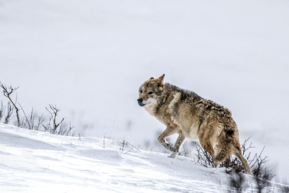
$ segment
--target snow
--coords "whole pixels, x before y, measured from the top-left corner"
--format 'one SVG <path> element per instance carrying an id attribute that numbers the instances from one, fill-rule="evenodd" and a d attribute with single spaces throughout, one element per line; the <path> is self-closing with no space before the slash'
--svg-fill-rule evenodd
<path id="1" fill-rule="evenodd" d="M 79 139 L 0 124 L 1 190 L 223 192 L 228 190 L 229 175 L 224 168 L 206 168 L 188 158 L 172 159 L 166 154 L 139 150 L 129 142 L 123 148 L 122 144 L 112 139 L 81 136 Z M 246 176 L 247 188 L 253 190 L 251 176 Z M 278 192 L 280 185 L 272 182 L 267 190 Z"/>
<path id="2" fill-rule="evenodd" d="M 165 73 L 228 108 L 241 143 L 266 146 L 289 179 L 288 10 L 282 0 L 0 0 L 0 81 L 19 86 L 25 112 L 47 117 L 56 104 L 83 137 L 151 148 L 164 126 L 137 91 Z"/>

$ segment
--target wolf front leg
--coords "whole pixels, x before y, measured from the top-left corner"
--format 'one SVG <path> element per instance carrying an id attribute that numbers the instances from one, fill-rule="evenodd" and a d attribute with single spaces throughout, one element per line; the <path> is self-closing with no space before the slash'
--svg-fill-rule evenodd
<path id="1" fill-rule="evenodd" d="M 176 146 L 175 145 L 175 147 L 174 147 L 166 141 L 166 138 L 169 136 L 177 133 L 178 131 L 177 129 L 177 127 L 176 126 L 169 125 L 158 138 L 159 142 L 164 146 L 164 147 L 172 152 L 173 154 L 175 153 L 176 155 L 176 154 L 177 153 L 179 147 L 177 148 L 177 146 Z"/>

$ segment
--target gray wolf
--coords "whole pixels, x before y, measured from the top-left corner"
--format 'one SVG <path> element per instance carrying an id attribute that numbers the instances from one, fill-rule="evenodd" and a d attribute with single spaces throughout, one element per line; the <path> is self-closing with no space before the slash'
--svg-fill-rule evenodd
<path id="1" fill-rule="evenodd" d="M 239 131 L 231 111 L 194 92 L 165 83 L 164 75 L 145 82 L 140 87 L 137 101 L 140 106 L 166 126 L 158 139 L 172 153 L 169 157 L 175 158 L 188 137 L 198 140 L 217 166 L 233 154 L 241 161 L 246 173 L 251 174 L 242 153 Z M 173 146 L 166 138 L 176 133 L 179 137 Z"/>

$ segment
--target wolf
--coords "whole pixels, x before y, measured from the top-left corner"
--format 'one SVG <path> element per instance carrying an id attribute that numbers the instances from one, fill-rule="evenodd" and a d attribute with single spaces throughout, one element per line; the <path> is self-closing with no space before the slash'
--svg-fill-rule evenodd
<path id="1" fill-rule="evenodd" d="M 233 154 L 242 163 L 246 173 L 252 175 L 242 153 L 239 131 L 231 112 L 193 92 L 165 83 L 164 76 L 151 77 L 142 84 L 137 101 L 166 126 L 158 140 L 172 152 L 169 157 L 175 158 L 188 137 L 198 140 L 202 148 L 214 158 L 217 167 Z M 175 133 L 178 133 L 179 136 L 173 146 L 166 139 Z"/>

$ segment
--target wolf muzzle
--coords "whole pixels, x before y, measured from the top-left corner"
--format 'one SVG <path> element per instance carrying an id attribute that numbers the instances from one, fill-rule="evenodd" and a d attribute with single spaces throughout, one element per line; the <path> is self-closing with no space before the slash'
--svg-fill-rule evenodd
<path id="1" fill-rule="evenodd" d="M 143 100 L 142 98 L 139 98 L 138 99 L 138 105 L 141 106 L 144 106 L 145 105 L 142 103 L 143 101 Z"/>

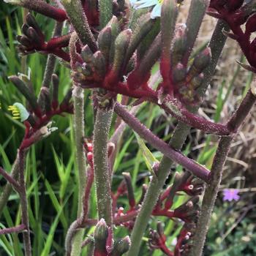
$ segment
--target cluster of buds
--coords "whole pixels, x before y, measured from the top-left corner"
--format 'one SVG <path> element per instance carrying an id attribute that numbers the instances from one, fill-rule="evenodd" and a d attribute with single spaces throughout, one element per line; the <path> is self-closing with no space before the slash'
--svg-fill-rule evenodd
<path id="1" fill-rule="evenodd" d="M 176 98 L 185 105 L 198 104 L 200 102 L 197 89 L 201 86 L 204 75 L 203 71 L 211 61 L 211 50 L 206 48 L 195 56 L 188 69 L 181 62 L 184 55 L 184 45 L 186 42 L 186 34 L 177 37 L 173 48 L 172 84 Z M 184 51 L 184 52 L 183 52 Z M 182 53 L 183 52 L 183 53 Z"/>
<path id="2" fill-rule="evenodd" d="M 256 31 L 255 1 L 211 0 L 208 13 L 227 22 L 232 32 L 223 31 L 223 33 L 238 42 L 249 62 L 249 65 L 239 64 L 246 69 L 256 72 L 256 39 L 251 38 Z M 241 28 L 244 24 L 245 29 Z"/>
<path id="3" fill-rule="evenodd" d="M 165 255 L 168 256 L 181 256 L 187 255 L 191 248 L 189 238 L 191 238 L 191 225 L 184 225 L 184 227 L 180 232 L 180 235 L 175 245 L 174 252 L 170 250 L 166 245 L 166 236 L 162 222 L 158 222 L 157 230 L 151 230 L 149 233 L 148 246 L 151 250 L 160 249 Z"/>
<path id="4" fill-rule="evenodd" d="M 26 133 L 20 148 L 29 147 L 38 141 L 39 138 L 54 131 L 56 128 L 50 127 L 50 122 L 53 116 L 73 113 L 73 105 L 70 102 L 72 89 L 67 91 L 62 102 L 59 103 L 59 78 L 56 75 L 53 74 L 52 76 L 52 88 L 42 87 L 38 97 L 32 90 L 31 81 L 26 76 L 12 75 L 9 79 L 25 97 L 28 105 L 27 108 L 25 108 L 20 104 L 15 103 L 15 109 L 11 109 L 15 115 L 17 110 L 20 112 L 20 121 L 26 125 Z"/>
<path id="5" fill-rule="evenodd" d="M 123 255 L 128 252 L 131 244 L 128 236 L 113 241 L 112 231 L 104 219 L 101 219 L 97 224 L 94 237 L 95 256 Z"/>
<path id="6" fill-rule="evenodd" d="M 63 50 L 69 45 L 69 34 L 55 37 L 48 42 L 45 42 L 45 35 L 31 13 L 26 15 L 26 23 L 22 26 L 21 31 L 23 35 L 17 37 L 17 39 L 20 44 L 18 49 L 21 54 L 29 54 L 35 51 L 46 54 L 53 53 L 67 61 L 69 61 L 69 53 Z"/>
<path id="7" fill-rule="evenodd" d="M 163 84 L 155 91 L 148 88 L 147 82 L 151 68 L 160 56 L 160 35 L 151 45 L 150 56 L 145 53 L 143 56 L 140 50 L 143 37 L 155 23 L 145 15 L 139 19 L 134 31 L 127 29 L 119 32 L 118 20 L 113 16 L 99 34 L 99 50 L 94 53 L 88 45 L 82 48 L 83 62 L 75 63 L 74 80 L 83 88 L 103 88 L 139 99 L 155 99 Z M 172 66 L 167 67 L 170 83 L 165 85 L 165 93 L 174 95 L 186 105 L 198 103 L 196 90 L 203 80 L 203 72 L 211 61 L 211 51 L 206 48 L 200 53 L 188 68 L 182 62 L 187 50 L 186 28 L 178 26 L 176 34 L 171 50 Z"/>
<path id="8" fill-rule="evenodd" d="M 133 227 L 137 214 L 140 208 L 140 203 L 143 201 L 147 186 L 143 186 L 141 198 L 138 203 L 135 202 L 135 195 L 132 185 L 131 177 L 128 173 L 124 173 L 124 180 L 118 187 L 116 194 L 113 193 L 113 211 L 114 214 L 114 223 L 121 225 L 131 230 Z M 196 225 L 199 214 L 199 195 L 204 190 L 205 185 L 203 181 L 194 178 L 185 173 L 184 175 L 176 174 L 173 184 L 165 189 L 159 197 L 155 206 L 152 216 L 166 217 L 170 219 L 178 219 L 181 220 L 184 225 L 180 232 L 175 252 L 172 252 L 165 245 L 166 236 L 164 234 L 162 224 L 157 225 L 157 231 L 151 230 L 149 246 L 151 249 L 160 249 L 167 255 L 181 255 L 181 252 L 185 252 L 190 248 L 188 241 L 192 236 Z M 182 196 L 180 192 L 185 192 L 191 197 L 180 206 L 170 210 L 173 204 L 175 196 Z M 124 212 L 121 206 L 117 206 L 117 200 L 119 196 L 127 195 L 129 208 Z M 117 219 L 123 219 L 123 222 Z"/>

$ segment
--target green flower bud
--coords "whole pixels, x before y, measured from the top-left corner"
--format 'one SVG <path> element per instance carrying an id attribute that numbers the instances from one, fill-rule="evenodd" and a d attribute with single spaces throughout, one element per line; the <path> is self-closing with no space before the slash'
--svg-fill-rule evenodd
<path id="1" fill-rule="evenodd" d="M 114 247 L 111 252 L 111 256 L 121 256 L 128 252 L 131 245 L 131 240 L 127 236 L 123 239 L 115 241 Z"/>
<path id="2" fill-rule="evenodd" d="M 187 69 L 181 63 L 178 63 L 173 71 L 173 82 L 179 83 L 186 79 Z"/>

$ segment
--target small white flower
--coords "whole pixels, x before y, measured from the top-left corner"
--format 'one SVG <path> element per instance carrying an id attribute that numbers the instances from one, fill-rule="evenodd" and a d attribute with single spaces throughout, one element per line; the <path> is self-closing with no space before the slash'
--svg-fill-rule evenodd
<path id="1" fill-rule="evenodd" d="M 130 2 L 135 9 L 154 7 L 151 14 L 151 19 L 161 16 L 161 7 L 163 0 L 130 0 Z"/>

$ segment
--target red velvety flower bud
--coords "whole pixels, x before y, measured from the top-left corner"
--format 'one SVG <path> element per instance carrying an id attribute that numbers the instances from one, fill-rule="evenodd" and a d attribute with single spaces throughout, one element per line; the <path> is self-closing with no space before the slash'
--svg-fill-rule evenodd
<path id="1" fill-rule="evenodd" d="M 246 34 L 250 34 L 256 31 L 256 13 L 249 18 L 245 25 Z"/>
<path id="2" fill-rule="evenodd" d="M 228 0 L 226 7 L 229 11 L 235 11 L 240 8 L 244 3 L 244 0 Z"/>

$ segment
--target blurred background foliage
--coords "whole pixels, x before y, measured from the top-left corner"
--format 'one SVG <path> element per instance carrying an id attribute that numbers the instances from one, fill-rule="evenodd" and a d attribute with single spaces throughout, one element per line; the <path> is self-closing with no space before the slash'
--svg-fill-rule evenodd
<path id="1" fill-rule="evenodd" d="M 186 18 L 185 4 L 180 15 L 181 21 Z M 39 92 L 43 78 L 47 57 L 39 53 L 31 54 L 26 58 L 27 67 L 22 70 L 22 61 L 17 53 L 16 36 L 20 34 L 23 12 L 20 8 L 0 2 L 0 165 L 10 171 L 17 148 L 24 132 L 23 125 L 12 118 L 7 107 L 14 102 L 24 103 L 24 99 L 18 93 L 8 80 L 11 75 L 30 73 L 34 89 Z M 53 23 L 40 15 L 36 15 L 37 20 L 45 33 L 47 38 L 52 34 Z M 207 18 L 203 24 L 197 46 L 205 45 L 211 37 L 214 21 Z M 242 99 L 250 83 L 252 75 L 241 70 L 235 60 L 243 60 L 241 52 L 231 41 L 227 41 L 221 62 L 211 84 L 209 92 L 200 109 L 200 114 L 215 121 L 225 122 L 228 116 Z M 157 70 L 157 66 L 154 70 Z M 69 71 L 58 64 L 56 73 L 60 79 L 60 97 L 65 95 L 71 86 Z M 90 101 L 90 91 L 86 91 L 86 135 L 90 138 L 93 129 L 93 109 Z M 255 108 L 254 109 L 255 110 Z M 150 127 L 159 137 L 167 141 L 176 124 L 176 120 L 167 116 L 158 107 L 147 103 L 138 114 L 139 118 Z M 241 198 L 237 202 L 223 203 L 220 192 L 212 217 L 212 223 L 208 236 L 205 255 L 255 255 L 256 254 L 255 186 L 256 176 L 256 114 L 252 111 L 249 120 L 239 132 L 233 143 L 230 157 L 225 167 L 222 187 L 241 189 Z M 78 178 L 74 163 L 73 135 L 72 116 L 56 117 L 54 126 L 59 129 L 47 139 L 37 143 L 30 150 L 27 157 L 26 180 L 30 204 L 29 219 L 33 236 L 34 255 L 64 255 L 64 242 L 69 225 L 75 219 L 78 197 Z M 112 132 L 113 130 L 113 126 Z M 217 137 L 206 136 L 195 129 L 191 130 L 184 147 L 184 153 L 197 159 L 208 167 L 214 155 Z M 160 159 L 161 154 L 152 150 L 154 157 Z M 150 173 L 142 157 L 142 151 L 132 131 L 125 131 L 118 154 L 116 159 L 113 188 L 121 181 L 121 173 L 130 172 L 135 193 L 138 199 L 141 194 L 141 185 L 148 182 Z M 182 171 L 181 167 L 173 171 Z M 170 182 L 170 181 L 167 181 Z M 0 191 L 5 181 L 0 177 Z M 92 189 L 90 217 L 95 218 L 96 202 Z M 178 197 L 175 205 L 180 205 L 186 197 Z M 125 207 L 127 199 L 121 198 L 120 206 Z M 19 224 L 20 211 L 18 197 L 13 192 L 4 211 L 0 227 Z M 157 218 L 151 219 L 151 227 L 155 227 Z M 173 245 L 179 223 L 166 219 L 165 233 L 167 244 Z M 88 228 L 88 233 L 93 232 Z M 124 236 L 126 229 L 119 228 L 116 236 Z M 141 255 L 162 255 L 159 251 L 148 252 L 146 248 L 148 233 L 141 248 Z M 19 243 L 20 236 L 17 234 L 0 236 L 1 255 L 23 255 L 22 246 Z M 83 255 L 86 255 L 86 249 Z"/>

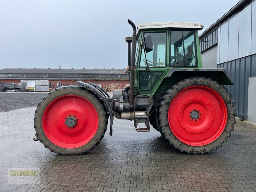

Problem details: Return, character for character, every line from the start of the items through the line that contains "165 73 L 228", with both ends included. Omit the pictures.

The solution:
$ segment
--target snow
--coords "whole pixels, x before y, measured from the top-left corner"
--format 'one SVG <path> element per instance carrying an id attribute that numbers the instances from one, fill-rule="evenodd" and a d attribute with single spaces throughout, one element per line; the <path> is self-closing with no space before the slash'
--svg-fill-rule evenodd
<path id="1" fill-rule="evenodd" d="M 79 139 L 0 124 L 1 190 L 223 192 L 228 190 L 229 175 L 224 168 L 206 168 L 188 158 L 172 159 L 166 154 L 139 150 L 129 142 L 123 148 L 122 144 L 112 139 L 81 136 Z M 246 176 L 247 188 L 253 190 L 251 176 Z M 278 192 L 280 185 L 272 182 L 267 190 Z"/>
<path id="2" fill-rule="evenodd" d="M 165 73 L 228 108 L 241 143 L 266 146 L 289 179 L 288 10 L 282 0 L 0 0 L 0 81 L 19 86 L 25 112 L 47 117 L 56 104 L 83 137 L 151 148 L 164 126 L 137 91 Z"/>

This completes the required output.